Aufgabenstellung :: Wie viele der Zeilen unten enthalten die Zeichenfolge „vertical“? Zähle sie und gib nur die Zahl an.
===== Datenzeilen =====
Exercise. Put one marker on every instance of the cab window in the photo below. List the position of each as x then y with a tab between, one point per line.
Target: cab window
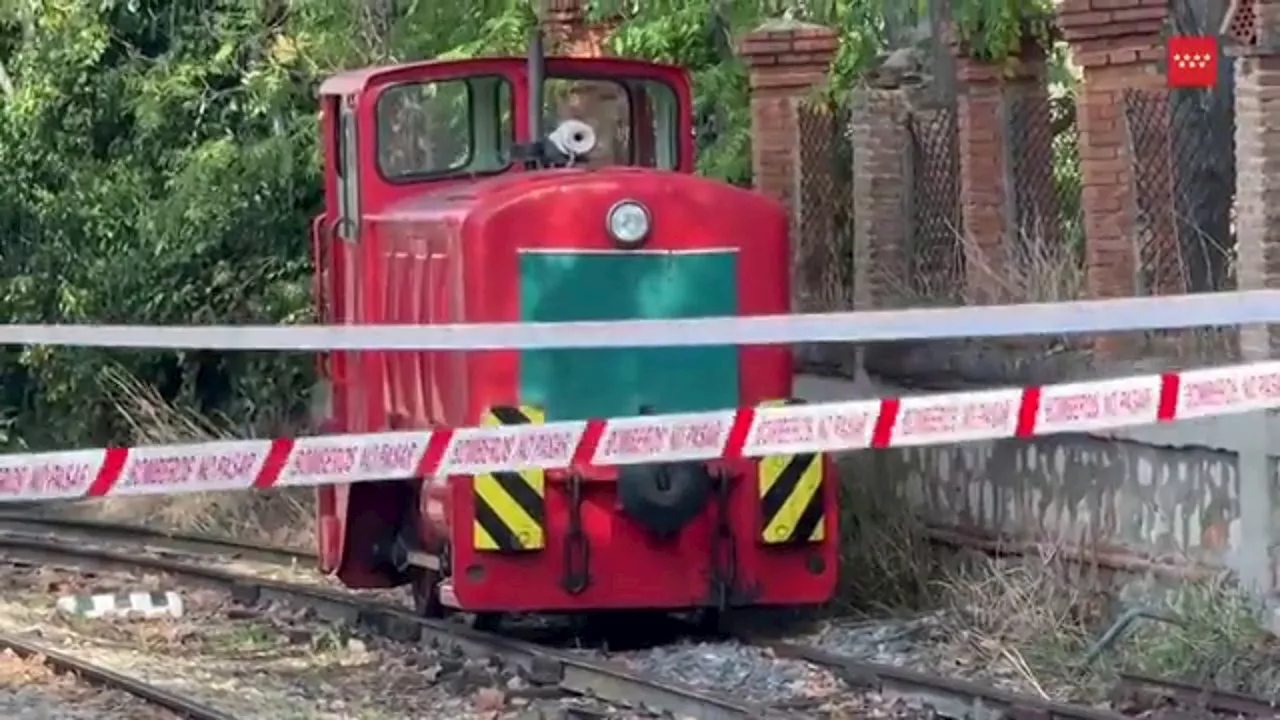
443	127
635	121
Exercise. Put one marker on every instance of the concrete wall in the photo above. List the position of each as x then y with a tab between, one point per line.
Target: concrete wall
1150	495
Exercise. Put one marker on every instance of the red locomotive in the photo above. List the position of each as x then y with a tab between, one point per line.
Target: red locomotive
446	203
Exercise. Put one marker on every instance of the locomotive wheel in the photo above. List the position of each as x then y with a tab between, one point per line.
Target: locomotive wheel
487	621
424	586
663	497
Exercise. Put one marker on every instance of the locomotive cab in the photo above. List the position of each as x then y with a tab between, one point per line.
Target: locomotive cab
553	190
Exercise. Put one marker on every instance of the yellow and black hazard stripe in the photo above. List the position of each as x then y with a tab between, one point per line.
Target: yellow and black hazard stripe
510	506
791	500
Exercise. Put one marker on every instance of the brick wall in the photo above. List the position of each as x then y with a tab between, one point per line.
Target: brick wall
882	194
786	60
1118	45
983	177
1257	180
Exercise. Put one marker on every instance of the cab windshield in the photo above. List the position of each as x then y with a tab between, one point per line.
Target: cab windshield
464	126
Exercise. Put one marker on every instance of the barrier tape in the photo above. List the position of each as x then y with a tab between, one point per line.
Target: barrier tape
1001	320
891	422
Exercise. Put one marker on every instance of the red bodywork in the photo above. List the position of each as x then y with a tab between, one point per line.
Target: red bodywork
447	253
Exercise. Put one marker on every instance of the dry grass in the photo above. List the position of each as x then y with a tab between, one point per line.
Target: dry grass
284	516
887	563
1036	619
1032	619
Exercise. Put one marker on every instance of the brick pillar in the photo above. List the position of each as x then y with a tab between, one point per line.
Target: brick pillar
786	60
567	31
882	190
602	104
1118	50
984	201
1255	35
1037	219
1257	171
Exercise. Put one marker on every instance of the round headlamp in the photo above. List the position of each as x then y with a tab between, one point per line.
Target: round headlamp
627	223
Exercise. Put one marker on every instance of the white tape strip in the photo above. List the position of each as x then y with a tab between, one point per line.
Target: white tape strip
1084	317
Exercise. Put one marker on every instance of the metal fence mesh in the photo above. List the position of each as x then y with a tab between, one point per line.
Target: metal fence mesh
1046	244
823	240
936	260
1183	182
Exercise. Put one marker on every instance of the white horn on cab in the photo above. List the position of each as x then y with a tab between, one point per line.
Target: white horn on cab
574	139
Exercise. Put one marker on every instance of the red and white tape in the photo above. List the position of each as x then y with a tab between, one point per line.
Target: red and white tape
891	422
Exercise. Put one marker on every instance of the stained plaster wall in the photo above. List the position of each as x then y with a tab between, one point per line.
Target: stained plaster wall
1170	491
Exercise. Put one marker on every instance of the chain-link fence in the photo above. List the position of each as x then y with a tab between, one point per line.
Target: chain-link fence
823	237
1183	156
1046	235
936	260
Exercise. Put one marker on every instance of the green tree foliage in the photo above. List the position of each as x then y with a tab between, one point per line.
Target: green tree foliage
160	167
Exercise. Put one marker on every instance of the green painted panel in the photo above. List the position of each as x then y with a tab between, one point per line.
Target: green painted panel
574	383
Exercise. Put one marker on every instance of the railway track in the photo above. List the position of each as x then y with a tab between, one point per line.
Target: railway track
174	702
44	541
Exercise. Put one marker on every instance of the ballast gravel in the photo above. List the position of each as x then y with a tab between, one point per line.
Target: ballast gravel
31	691
272	662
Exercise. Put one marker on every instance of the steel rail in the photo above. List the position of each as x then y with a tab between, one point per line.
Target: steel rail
1202	697
1171	311
201	543
543	665
949	697
176	702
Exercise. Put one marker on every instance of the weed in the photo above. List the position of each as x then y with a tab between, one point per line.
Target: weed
282	516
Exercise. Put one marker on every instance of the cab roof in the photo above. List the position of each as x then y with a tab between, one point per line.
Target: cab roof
350	82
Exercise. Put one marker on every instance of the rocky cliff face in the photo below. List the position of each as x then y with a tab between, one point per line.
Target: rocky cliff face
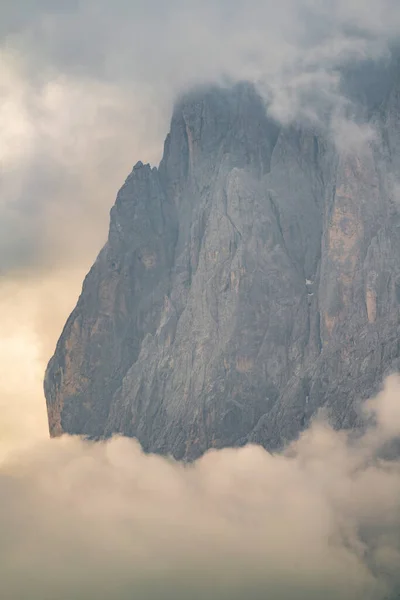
250	279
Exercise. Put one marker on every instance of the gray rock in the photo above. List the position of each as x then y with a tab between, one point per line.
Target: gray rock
249	280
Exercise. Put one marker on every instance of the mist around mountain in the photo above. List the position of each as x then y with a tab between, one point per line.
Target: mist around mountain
248	281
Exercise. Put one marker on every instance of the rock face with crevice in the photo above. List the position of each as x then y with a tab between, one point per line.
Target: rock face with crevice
249	280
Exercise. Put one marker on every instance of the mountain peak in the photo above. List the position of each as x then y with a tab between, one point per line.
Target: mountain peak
248	281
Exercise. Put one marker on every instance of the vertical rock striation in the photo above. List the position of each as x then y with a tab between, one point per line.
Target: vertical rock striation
249	280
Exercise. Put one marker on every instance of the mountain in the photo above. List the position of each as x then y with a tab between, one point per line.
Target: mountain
249	280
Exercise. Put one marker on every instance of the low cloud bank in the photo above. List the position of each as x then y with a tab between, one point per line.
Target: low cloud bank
102	520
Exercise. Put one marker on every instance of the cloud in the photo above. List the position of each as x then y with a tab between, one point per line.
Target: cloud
100	520
86	90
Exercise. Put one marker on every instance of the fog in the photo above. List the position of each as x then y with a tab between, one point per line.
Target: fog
103	520
86	90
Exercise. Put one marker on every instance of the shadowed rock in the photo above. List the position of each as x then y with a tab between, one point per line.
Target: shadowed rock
249	280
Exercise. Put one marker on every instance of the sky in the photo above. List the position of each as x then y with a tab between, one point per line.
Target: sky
86	90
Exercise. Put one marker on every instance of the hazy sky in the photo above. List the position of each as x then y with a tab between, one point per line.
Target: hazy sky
86	90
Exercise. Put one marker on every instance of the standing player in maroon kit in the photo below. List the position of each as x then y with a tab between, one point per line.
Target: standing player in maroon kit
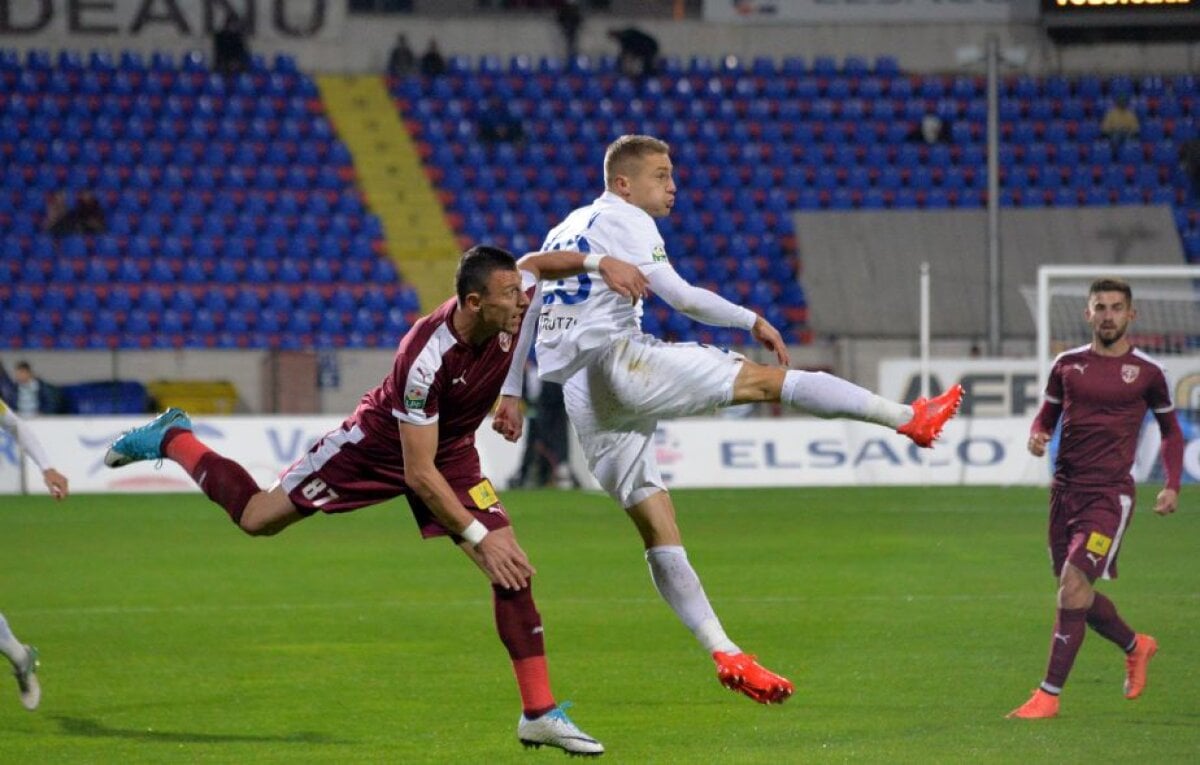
414	435
1102	391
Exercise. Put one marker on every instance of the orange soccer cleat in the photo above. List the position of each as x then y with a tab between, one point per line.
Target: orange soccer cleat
1039	706
742	673
1137	662
930	414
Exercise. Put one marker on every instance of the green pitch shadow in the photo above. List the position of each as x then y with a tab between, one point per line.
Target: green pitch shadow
95	729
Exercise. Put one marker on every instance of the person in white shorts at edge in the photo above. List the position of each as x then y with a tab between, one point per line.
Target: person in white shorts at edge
618	381
24	657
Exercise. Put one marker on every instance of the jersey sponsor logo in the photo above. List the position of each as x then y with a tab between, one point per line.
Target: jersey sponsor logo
1098	543
484	494
414	398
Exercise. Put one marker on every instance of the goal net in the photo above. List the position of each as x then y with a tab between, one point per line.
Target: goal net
1167	327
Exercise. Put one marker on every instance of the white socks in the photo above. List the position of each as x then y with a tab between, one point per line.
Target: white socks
679	586
828	396
9	644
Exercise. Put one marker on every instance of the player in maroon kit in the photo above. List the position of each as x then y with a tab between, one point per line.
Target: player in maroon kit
1102	391
414	435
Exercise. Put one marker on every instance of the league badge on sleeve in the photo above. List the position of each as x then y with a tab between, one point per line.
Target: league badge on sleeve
414	397
1098	543
484	494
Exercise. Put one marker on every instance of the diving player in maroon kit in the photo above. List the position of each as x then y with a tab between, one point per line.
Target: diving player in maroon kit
414	435
1102	391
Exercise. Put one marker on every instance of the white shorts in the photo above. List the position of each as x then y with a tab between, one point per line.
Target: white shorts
616	403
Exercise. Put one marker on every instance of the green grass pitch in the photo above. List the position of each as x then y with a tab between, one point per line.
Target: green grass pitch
911	621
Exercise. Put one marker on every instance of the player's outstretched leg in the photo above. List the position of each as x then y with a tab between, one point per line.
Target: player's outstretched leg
929	415
556	729
1039	706
27	679
145	441
1137	662
742	673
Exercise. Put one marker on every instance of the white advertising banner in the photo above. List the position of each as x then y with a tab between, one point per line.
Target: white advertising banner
1009	387
177	19
868	11
262	445
840	452
693	453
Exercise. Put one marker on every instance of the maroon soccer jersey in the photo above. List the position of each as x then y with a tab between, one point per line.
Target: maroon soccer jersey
1104	401
437	377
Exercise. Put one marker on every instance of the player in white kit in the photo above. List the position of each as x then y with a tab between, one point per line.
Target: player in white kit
618	381
24	657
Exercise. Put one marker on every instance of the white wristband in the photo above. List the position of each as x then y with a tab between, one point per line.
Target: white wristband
474	532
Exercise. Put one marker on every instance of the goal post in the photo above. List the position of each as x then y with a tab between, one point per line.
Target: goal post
1167	299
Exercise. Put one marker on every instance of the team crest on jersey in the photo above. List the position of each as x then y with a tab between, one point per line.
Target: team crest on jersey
414	398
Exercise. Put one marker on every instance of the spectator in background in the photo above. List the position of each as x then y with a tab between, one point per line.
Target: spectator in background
1189	162
498	125
401	61
1120	122
432	61
569	18
34	396
58	215
7	386
546	458
88	217
639	52
229	52
931	131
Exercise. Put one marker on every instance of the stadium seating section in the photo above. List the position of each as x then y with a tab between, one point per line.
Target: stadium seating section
234	218
753	140
232	210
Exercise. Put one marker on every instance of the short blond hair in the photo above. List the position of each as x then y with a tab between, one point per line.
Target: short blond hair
622	152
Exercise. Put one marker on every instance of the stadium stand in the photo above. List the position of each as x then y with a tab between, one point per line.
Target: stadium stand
754	140
233	218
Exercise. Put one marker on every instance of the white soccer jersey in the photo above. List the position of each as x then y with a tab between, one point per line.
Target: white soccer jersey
580	314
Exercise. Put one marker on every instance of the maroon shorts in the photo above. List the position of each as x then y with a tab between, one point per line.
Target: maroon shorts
348	468
1086	529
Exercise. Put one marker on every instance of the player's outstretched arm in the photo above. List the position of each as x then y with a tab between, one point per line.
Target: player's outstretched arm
1167	501
1173	462
498	554
54	480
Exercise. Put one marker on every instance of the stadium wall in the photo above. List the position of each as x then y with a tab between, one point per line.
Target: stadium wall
330	41
693	453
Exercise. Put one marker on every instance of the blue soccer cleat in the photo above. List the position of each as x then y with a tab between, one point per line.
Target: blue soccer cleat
145	441
556	729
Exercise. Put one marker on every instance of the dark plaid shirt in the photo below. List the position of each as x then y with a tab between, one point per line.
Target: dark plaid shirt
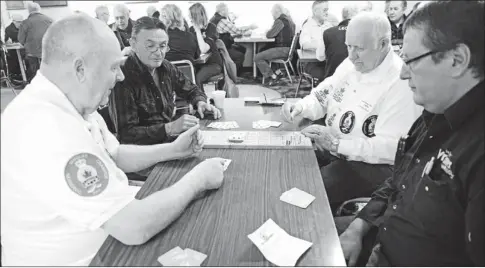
140	110
435	218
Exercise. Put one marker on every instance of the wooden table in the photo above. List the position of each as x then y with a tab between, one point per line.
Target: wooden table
203	58
307	55
218	224
18	47
254	40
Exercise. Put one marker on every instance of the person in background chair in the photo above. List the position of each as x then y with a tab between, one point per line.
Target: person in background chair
143	105
123	25
332	48
366	108
431	212
312	34
207	35
395	11
102	13
64	171
30	36
283	31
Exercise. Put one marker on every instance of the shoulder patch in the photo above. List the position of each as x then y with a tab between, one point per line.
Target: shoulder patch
369	125
86	175
347	122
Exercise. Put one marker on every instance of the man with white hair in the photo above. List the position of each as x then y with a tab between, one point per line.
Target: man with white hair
332	48
283	31
227	30
30	36
64	188
312	35
102	13
123	24
366	108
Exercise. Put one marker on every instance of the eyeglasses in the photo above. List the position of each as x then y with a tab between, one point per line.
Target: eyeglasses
154	48
408	61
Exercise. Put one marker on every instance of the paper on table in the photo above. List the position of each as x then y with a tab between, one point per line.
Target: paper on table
277	246
297	197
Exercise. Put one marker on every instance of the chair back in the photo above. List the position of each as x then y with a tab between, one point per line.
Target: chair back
295	40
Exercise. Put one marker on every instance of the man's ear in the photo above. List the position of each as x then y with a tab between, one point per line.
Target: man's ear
79	69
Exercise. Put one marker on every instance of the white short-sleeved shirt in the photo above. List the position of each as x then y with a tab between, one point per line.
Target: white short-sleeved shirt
59	181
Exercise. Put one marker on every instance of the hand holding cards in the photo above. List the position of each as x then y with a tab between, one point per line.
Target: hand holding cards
179	257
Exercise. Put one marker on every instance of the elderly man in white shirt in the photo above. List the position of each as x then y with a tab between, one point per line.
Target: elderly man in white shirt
312	34
367	108
64	188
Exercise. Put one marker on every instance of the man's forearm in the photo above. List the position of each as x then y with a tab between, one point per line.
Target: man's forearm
145	155
142	219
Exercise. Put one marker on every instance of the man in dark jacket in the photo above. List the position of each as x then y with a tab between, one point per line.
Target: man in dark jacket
282	31
31	32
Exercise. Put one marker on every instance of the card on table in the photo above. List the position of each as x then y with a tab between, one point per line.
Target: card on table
297	197
277	246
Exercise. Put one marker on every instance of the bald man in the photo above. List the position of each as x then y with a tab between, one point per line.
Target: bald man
102	13
30	36
64	188
123	24
366	109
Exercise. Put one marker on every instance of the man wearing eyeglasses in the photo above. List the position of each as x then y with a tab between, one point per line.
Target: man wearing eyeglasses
143	105
365	107
431	211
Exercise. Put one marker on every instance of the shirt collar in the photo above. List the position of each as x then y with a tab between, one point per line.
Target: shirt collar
465	107
49	91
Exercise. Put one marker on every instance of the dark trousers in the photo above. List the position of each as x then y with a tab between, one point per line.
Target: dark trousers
205	72
315	69
33	64
237	54
345	180
367	242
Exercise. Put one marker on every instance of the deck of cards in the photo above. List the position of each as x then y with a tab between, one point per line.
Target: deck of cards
277	246
180	257
297	197
224	125
263	124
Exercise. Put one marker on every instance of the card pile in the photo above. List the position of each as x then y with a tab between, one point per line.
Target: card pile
297	197
180	257
263	124
277	246
224	125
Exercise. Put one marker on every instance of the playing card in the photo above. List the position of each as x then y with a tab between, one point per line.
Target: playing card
172	257
297	197
195	258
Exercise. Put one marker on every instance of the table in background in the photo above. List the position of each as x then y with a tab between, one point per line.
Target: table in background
18	47
218	224
254	40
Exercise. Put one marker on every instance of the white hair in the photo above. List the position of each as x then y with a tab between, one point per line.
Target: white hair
33	7
380	27
350	10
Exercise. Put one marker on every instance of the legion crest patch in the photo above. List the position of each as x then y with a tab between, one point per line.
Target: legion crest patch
347	122
86	175
369	125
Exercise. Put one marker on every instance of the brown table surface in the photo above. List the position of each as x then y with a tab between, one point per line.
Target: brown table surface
218	224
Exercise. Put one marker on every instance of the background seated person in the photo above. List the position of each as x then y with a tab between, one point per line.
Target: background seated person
144	102
282	31
367	108
206	34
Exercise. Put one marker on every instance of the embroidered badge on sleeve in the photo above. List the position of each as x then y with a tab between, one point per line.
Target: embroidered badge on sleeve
86	175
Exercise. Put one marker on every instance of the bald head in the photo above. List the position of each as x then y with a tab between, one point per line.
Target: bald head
33	7
61	45
374	25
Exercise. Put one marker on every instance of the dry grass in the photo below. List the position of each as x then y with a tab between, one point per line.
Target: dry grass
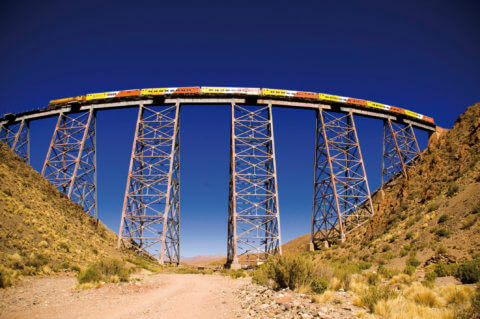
=====
Vollständige Ausgabe :: 2